++++ Given text ++++
Question

How to directly decet the outlier samples (libraries) in EdgeR pipeline

0

Entering edit mode

Mohamed ▴ 30

@aa1ae679

Last seen 7 months ago

United Kingdom

Dear All, I am running a differential expression analyses in E using EdgeR packge, and before that I would like to detect which of my samples is an outliers to remove them. I have actually formed a a DGE list of filtered count, TMM normalized the counts... and now wants to detect the outlier samples. I am going to use the quasi-like F test as suggested by the guidlines, but I am not sure if this test already robust for dealing with outlier sample ? Here are the code I run

dgeObj <- DGEList(counts.keep)
dgeObj <- calcNormFactors(dgeObj)

I have run the MDS analyses and the plot showed potential two outlier samples see the plot here MDS plot

For me the red dot on the far left and one red on the far right down could be outliers !

Any comment on this issue

edgeR • 1.0k views

ADD COMMENT • link updated 23 months ago by Gordon Smyth 50k • written 23 months ago by Mohamed ▴ 30

score 0 · Answer 1 · 2022-05-03

I am very much against the idea of removing any outliers that you see on an MDS plot, unless you have some independent information to support the notion that there might be something unusual about those observations. I am not convinced that you have any marked outliers in this case.
++++ Data provided ++++
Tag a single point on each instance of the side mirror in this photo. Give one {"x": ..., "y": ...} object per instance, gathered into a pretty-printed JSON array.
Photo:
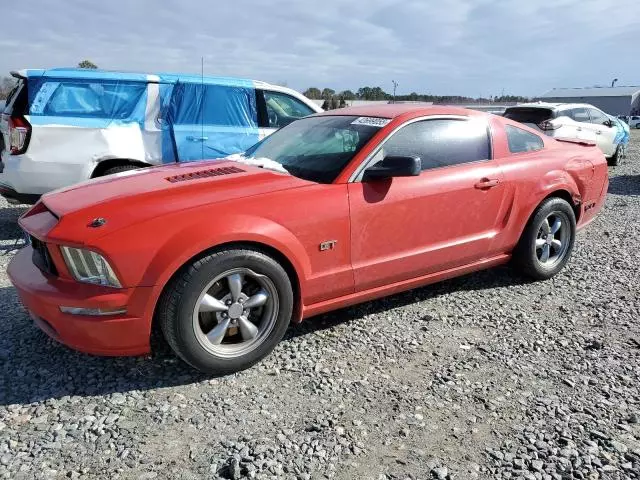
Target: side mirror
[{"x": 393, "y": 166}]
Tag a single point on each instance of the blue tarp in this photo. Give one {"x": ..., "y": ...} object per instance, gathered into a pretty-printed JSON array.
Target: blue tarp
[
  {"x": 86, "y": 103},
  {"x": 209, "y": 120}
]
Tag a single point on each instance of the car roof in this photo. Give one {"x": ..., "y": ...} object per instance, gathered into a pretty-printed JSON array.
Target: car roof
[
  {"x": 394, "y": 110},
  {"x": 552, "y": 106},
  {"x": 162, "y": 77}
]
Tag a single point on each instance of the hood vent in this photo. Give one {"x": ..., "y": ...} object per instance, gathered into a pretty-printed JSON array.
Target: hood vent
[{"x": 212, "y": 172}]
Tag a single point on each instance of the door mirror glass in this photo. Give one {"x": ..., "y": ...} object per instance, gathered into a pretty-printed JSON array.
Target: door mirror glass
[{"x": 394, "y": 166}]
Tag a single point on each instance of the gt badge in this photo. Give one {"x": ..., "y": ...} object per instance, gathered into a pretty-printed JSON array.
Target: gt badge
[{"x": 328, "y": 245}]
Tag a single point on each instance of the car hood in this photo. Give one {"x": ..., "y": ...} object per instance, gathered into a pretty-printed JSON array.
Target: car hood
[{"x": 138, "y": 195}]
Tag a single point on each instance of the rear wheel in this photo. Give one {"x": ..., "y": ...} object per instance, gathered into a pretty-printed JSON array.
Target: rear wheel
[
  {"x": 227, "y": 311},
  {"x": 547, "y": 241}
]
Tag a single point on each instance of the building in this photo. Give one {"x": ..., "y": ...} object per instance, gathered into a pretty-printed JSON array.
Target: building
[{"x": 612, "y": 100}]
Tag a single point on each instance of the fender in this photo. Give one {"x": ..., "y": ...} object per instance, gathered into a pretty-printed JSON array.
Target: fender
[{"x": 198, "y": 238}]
++++
++++ Data provided ++++
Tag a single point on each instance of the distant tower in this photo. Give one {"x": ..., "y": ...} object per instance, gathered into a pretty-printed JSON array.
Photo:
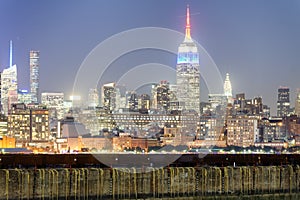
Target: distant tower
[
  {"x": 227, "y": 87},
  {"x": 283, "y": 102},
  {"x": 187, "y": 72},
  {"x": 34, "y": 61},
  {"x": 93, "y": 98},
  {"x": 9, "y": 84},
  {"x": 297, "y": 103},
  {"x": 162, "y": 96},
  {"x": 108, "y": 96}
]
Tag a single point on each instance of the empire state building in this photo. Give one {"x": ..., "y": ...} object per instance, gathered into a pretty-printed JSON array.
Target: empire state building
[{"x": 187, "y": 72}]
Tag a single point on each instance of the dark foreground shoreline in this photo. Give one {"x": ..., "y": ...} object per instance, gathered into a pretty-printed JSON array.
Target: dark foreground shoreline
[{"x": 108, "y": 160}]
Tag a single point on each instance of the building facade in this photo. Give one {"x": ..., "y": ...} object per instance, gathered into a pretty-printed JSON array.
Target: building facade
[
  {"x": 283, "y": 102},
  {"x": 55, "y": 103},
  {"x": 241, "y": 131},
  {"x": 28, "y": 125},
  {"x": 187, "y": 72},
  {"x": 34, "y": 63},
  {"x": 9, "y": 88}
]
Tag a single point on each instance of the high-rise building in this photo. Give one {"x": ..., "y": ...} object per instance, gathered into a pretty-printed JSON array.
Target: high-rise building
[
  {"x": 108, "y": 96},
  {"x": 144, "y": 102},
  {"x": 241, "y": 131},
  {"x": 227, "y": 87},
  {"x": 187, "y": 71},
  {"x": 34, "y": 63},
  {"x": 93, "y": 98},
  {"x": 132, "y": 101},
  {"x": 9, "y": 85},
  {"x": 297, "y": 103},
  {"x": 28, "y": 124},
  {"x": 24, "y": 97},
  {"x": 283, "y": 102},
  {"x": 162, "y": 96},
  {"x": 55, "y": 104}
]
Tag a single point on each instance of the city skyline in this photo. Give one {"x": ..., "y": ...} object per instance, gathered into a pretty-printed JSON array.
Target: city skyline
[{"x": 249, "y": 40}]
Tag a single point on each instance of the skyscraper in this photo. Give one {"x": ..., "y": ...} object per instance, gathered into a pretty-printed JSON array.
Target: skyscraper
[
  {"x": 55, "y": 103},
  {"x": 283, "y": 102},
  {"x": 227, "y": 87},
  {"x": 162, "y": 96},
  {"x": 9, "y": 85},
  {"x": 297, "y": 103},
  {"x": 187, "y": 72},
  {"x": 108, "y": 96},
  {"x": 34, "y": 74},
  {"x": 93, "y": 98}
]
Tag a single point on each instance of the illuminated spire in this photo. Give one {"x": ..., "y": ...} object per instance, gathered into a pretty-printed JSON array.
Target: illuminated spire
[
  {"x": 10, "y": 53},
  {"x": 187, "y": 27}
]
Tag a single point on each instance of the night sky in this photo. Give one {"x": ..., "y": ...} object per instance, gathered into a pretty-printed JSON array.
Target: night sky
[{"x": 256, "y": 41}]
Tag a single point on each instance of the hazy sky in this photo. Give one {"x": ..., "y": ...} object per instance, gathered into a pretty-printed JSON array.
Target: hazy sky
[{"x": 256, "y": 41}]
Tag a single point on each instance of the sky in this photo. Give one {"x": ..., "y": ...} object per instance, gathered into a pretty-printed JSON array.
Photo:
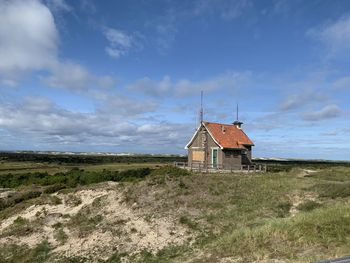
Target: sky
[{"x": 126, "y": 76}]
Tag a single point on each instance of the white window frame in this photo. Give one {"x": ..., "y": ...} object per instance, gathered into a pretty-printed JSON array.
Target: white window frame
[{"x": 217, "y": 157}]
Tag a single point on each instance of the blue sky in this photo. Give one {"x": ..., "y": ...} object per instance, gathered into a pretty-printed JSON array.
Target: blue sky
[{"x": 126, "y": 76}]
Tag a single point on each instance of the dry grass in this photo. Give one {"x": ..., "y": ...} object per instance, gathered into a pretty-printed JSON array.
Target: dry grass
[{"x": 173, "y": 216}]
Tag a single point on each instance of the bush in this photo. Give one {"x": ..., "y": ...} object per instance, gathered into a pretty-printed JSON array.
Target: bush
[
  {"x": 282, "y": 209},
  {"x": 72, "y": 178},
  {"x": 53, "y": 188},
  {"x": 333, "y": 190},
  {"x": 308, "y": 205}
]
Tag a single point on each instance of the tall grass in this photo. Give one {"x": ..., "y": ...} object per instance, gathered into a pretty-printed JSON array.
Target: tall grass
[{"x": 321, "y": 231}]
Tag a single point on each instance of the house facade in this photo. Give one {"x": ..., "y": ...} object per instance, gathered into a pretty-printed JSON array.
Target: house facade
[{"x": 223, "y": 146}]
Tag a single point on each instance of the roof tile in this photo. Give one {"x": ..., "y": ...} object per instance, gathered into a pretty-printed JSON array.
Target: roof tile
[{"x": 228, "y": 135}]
++++
Work instructions:
1) Answer these questions from the edgeR thread:
(a) Which two functions appear in the code the asker ran?
(b) What kind of plot did the asker use to spot the possible outlier samples?
(c) According to the reply, what would have to support removing outliers seen on such a plot?
2) Copy the part of the edgeR thread starting at "Dear All, I" and ending at "dgeObj <- DGEList(counts.keep)".
The records come from a different source than the edgeR thread.

Task results:
1)
(a) DGEList and calcNormFactors.
(b) An MDS plot.
(c) Independent information suggesting that something might be unusual about those observations.

2)
Dear All, I am running a differential expression analyses in E using EdgeR packge, and before that I would like to detect which of my samples is an outliers to remove them. I have actually formed a a DGE list of filtered count, TMM normalized the counts... and now wants to detect the outlier samples. I am going to use the quasi-like F test as suggested by the guidlines, but I am not sure if this test already robust for dealing with outlier sample ? Here are the code I run

dgeObj <- DGEList(counts.keep)